◆ **Kaynak Metin**:
========================================

Yümni Sezen

Tüm yazıları
...

Devamlılık İradesi ve Milli Kimliğin Savunulması

1938’de Urfa’nın Birecik İlçesinde doğdu. Aynı yerde ilk ve ortaokul öğreniminden sonra 1957’de Gaziantep Lisesini bitirdi. 1961’de Ankara Üniversitesi İlâhiyat Fakültesi’nden mezun oldu. Milli Eğitim Bakanlığına bağlı çeşitli okullarda öğretmen ve yönetici olarak çalıştı. 1975’de İstanbul Ortaköy Eğitim Enstitüsü’nde öğretmenlik yaptı. 1976-78 İstanbul Yüksek Öğretmen Okulu Müdürlüğü görevinde bulundu. 1985’de Marmara Üniversitesi İlâhiyat Fakültesine öğretim görevlisi olarak geçti. Bir yıl sonra İstanbul Üniversitesi İktisat Fakültesi Sosyal Yapı ve Sosyal Değişme Anabilim Dalında doktorasını tamamladı. Sırasıyla Yardımcı Doçent, Doçent ve sonra Profesör ünvânlarını aldı. Marmara Üniversitesi İlâhiyat Fakültesinde Din Sosyolojisi öğretim üyeliğinden emekli olarak çalışmalarını sürdürmektedir.

Çalışmaları felsefe, sosyoloji, din sosyolojisi ve İslâmi sosyoloji çalışmaları üzerinde yoğunlaşmıştır. Evli ve üç kız babasıdır.

İletişim: sezenyumni@gmail.com

Yümni Sezen

Her sosyal olgu, devamlılığa ve bunun için belirli şuur ve iradeye muhtaçtır. Sosyal olgular, doğal hallerinde ve doğal süreçlerinde, onları meydana getiren insan hayatı, insan şuuru ve iradesiyle birlikte bulunur. Bunlarla bağımlı olduğu için sosyal olgular olaylardan ve tabiat kanunlarından; değişkenlikleri, alternatif ihtiva etmeleri ve bozulma sürecine maruz kalabilmeleri ile ayrılırlar. Çünkü işin içinde sırf içgüdüler değil, yelpazesi geniş ve değişken olan şuur ve iradeler bulunur. Öyleyse milli kimlikler, ne kadar doğal, tarihi, sosyal dayanıklı olursa olsun, bilgilenmeye, iradeye, desteklenmeye muhtaçtırlar. Milli kimliğin böyle bir duygu kazanıp ideolojik ve sosyolojik bir irade oluşturmasına, dahası sosyal bir proje ve program ortaya koymasına milliyetçilik diyoruz.

========================================

◆ **İstenenler**:
Kaynak metne göre şu soruları yanıtlayın:
1. Yümni Sezen Ankara Üniversitesi İlâhiyat Fakültesi'nden hangi yıl mezun oldu?
2. Yümni Sezen 1976-78 yılları arasında hangi görevde bulundu?
3. Milli kimliğin ideolojik ve sosyolojik bir irade oluşturmasına, dahası sosyal bir proje ve program ortaya koymasına ne ad verilir?
Kayıtlar, bu metinden ayrı ve bağımsız bir malzemedir.

◆ **Veri Kayıtları**:
========================================

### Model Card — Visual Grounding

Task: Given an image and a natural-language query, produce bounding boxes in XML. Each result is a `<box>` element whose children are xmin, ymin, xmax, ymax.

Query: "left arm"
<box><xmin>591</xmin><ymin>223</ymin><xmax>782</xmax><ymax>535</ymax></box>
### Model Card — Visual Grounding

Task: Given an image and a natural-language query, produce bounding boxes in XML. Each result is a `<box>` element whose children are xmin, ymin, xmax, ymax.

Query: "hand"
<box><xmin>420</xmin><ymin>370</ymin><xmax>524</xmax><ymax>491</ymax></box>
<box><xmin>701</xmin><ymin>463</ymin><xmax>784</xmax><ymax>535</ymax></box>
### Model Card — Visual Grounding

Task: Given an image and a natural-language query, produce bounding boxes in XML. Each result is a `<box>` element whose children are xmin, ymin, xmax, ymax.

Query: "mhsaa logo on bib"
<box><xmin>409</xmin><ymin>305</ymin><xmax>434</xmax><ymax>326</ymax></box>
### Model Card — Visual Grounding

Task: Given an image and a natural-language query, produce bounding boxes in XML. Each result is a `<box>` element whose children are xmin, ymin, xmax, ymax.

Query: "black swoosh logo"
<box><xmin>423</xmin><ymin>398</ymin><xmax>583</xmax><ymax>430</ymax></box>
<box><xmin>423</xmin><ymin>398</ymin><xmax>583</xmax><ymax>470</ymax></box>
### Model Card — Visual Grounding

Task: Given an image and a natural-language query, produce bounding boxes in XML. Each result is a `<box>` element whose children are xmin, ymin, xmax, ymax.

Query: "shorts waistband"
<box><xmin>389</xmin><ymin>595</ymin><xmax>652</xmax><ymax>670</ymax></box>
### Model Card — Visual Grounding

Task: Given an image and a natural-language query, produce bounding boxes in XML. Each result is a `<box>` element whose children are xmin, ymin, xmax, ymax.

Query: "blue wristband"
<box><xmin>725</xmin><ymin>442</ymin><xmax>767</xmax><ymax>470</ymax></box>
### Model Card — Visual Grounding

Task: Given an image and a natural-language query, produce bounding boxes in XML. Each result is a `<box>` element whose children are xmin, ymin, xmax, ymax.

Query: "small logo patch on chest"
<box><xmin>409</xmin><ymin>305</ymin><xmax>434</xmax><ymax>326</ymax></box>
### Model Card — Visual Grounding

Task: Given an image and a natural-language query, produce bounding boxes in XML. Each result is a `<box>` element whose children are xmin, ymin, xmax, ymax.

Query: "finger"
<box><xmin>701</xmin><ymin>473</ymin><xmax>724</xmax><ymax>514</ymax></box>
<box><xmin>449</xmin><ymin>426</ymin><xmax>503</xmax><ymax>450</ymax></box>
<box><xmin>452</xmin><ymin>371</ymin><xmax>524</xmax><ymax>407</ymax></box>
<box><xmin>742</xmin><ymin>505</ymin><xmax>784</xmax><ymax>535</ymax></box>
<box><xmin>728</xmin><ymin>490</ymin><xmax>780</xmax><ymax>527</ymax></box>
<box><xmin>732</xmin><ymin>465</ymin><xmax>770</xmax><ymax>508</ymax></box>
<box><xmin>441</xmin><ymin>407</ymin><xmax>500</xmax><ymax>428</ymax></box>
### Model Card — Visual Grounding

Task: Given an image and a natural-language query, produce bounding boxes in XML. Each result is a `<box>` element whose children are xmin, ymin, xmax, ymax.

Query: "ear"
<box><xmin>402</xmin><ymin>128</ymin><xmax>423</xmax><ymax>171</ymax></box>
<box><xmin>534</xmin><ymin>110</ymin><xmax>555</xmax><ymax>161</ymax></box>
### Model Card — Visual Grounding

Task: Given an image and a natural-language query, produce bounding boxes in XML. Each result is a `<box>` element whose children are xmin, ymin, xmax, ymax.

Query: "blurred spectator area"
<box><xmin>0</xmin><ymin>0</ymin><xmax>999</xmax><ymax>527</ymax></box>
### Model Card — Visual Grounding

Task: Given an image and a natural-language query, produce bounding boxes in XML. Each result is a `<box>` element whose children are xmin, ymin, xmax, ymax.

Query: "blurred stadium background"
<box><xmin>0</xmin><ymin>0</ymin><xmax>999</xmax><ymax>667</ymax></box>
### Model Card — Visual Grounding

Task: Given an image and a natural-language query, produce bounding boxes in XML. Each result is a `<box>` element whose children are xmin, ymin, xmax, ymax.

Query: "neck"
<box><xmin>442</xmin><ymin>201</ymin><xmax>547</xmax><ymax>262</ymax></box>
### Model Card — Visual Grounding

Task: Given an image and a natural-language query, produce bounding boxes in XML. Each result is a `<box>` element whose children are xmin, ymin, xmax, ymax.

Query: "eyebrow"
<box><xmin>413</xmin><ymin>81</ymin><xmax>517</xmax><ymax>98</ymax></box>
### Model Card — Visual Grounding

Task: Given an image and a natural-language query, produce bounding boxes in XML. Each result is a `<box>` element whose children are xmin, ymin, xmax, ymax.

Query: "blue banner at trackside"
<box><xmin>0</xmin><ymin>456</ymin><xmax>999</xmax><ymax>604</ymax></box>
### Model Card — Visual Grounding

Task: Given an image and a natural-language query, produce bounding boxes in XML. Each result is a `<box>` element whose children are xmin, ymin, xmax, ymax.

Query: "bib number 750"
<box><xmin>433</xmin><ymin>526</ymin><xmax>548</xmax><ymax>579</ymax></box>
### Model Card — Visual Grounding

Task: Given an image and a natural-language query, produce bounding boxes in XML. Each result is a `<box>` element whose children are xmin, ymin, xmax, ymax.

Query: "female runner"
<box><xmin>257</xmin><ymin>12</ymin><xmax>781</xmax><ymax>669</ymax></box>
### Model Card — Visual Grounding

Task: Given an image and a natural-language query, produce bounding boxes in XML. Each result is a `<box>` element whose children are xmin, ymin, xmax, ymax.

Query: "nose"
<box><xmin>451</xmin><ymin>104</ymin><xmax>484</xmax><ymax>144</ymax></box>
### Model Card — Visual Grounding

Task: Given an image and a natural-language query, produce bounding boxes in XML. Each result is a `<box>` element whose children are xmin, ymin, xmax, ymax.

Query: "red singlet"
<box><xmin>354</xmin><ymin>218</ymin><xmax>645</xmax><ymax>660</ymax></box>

========================================

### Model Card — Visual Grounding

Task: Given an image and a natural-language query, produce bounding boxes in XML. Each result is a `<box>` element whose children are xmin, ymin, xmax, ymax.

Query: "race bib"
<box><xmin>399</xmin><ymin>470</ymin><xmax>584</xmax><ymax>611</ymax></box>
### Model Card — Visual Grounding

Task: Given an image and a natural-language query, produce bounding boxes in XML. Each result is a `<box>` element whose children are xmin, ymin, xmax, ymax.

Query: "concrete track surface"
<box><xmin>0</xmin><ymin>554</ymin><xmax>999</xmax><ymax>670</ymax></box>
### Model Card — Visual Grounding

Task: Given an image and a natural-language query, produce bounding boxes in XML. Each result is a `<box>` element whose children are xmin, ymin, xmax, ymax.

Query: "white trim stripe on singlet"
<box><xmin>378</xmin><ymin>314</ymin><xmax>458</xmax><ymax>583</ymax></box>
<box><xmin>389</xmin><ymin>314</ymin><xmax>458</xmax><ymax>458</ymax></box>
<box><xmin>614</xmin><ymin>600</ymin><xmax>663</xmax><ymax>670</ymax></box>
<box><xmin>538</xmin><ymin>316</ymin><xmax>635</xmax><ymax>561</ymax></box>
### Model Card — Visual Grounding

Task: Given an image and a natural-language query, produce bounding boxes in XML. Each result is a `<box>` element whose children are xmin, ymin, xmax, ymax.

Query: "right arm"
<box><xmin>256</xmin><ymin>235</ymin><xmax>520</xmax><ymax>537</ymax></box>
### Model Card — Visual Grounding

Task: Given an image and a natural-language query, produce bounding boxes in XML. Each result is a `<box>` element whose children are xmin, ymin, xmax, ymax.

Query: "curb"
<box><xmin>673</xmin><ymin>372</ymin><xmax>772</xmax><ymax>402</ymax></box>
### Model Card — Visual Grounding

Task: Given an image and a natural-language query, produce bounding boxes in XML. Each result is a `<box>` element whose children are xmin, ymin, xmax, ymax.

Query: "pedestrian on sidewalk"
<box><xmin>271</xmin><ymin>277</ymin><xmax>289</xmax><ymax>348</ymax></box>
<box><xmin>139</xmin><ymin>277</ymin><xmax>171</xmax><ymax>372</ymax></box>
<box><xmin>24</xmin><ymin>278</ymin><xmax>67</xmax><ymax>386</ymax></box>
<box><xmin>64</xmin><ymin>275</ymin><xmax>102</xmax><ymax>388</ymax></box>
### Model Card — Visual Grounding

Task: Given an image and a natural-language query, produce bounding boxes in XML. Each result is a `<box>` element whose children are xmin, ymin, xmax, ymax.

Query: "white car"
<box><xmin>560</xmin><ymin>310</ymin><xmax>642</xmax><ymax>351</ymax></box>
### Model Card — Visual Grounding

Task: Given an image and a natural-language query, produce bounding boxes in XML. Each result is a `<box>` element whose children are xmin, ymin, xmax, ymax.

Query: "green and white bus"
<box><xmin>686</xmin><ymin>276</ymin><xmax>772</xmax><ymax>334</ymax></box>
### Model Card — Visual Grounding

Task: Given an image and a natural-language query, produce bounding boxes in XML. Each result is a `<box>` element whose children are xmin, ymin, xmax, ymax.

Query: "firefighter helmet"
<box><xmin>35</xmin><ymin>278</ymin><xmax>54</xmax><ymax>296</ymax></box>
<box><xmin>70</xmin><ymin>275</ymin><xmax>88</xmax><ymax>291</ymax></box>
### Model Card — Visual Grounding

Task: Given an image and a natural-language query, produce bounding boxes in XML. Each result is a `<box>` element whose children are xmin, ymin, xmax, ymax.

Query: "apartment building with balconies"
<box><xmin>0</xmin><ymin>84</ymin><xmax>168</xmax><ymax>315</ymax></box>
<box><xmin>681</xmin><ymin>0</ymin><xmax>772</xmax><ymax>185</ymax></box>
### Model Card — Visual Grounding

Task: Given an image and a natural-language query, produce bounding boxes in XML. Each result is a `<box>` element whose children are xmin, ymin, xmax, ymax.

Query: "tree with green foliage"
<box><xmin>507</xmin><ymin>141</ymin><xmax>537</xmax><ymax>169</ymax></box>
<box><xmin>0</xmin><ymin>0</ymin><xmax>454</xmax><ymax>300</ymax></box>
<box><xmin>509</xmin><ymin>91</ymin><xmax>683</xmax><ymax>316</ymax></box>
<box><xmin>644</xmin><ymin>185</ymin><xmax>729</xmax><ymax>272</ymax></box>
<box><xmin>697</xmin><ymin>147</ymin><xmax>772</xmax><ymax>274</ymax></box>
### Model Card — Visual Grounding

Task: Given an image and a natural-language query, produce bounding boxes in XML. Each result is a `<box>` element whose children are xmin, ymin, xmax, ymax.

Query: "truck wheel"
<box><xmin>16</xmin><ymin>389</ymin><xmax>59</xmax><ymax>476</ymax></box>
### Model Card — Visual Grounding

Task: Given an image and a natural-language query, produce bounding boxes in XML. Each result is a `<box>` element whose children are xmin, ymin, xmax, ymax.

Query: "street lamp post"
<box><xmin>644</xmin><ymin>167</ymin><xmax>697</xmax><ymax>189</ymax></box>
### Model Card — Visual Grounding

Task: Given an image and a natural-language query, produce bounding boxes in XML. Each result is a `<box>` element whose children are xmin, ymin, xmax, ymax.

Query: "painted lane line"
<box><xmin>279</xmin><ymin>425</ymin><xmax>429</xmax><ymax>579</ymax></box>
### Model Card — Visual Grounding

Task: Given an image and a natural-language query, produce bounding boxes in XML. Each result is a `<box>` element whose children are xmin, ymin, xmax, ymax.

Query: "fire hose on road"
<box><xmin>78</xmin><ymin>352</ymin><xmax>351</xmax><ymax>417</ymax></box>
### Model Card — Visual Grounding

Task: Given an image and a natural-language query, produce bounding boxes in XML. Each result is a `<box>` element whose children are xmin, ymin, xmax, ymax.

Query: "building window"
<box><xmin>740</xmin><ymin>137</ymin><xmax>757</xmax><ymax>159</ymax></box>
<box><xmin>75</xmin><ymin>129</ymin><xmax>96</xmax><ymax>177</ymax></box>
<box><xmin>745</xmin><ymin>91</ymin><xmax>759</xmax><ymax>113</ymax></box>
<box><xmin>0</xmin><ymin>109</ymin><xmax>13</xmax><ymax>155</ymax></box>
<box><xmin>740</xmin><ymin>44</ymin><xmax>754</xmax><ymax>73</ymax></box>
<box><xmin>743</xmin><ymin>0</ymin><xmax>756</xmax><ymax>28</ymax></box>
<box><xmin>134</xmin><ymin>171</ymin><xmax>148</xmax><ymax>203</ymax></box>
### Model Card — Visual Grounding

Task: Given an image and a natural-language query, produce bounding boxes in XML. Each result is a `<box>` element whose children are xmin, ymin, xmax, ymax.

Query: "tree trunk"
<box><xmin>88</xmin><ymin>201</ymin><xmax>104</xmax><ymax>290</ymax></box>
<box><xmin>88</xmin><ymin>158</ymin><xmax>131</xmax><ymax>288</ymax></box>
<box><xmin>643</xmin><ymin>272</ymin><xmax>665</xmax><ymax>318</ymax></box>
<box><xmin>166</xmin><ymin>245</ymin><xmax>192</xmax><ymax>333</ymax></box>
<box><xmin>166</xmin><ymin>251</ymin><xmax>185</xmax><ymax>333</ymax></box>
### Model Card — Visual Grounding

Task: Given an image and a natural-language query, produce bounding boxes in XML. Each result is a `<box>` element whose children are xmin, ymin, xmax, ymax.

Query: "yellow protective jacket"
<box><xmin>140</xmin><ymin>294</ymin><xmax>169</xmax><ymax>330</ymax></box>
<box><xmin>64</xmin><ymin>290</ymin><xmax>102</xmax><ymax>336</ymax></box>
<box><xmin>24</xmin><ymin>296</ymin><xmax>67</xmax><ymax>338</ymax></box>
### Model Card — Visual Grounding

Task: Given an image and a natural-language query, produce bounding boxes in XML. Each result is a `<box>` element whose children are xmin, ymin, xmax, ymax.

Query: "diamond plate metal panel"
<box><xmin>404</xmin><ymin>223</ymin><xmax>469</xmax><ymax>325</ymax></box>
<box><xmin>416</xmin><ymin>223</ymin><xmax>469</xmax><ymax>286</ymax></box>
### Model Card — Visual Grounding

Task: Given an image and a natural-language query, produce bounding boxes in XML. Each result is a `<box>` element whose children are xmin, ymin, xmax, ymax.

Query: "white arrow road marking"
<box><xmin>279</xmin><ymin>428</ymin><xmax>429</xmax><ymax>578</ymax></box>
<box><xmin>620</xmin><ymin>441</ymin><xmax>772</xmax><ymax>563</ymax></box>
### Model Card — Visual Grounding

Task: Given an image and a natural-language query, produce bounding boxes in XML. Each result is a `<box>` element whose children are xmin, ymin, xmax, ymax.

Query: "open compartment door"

========================================

◆ **Alıştırma Çıktısı**:
1. 1961'de mezun oldu.
2. İstanbul Yüksek Öğretmen Okulu Müdürlüğü görevinde bulundu.
3. Buna milliyetçilik denir.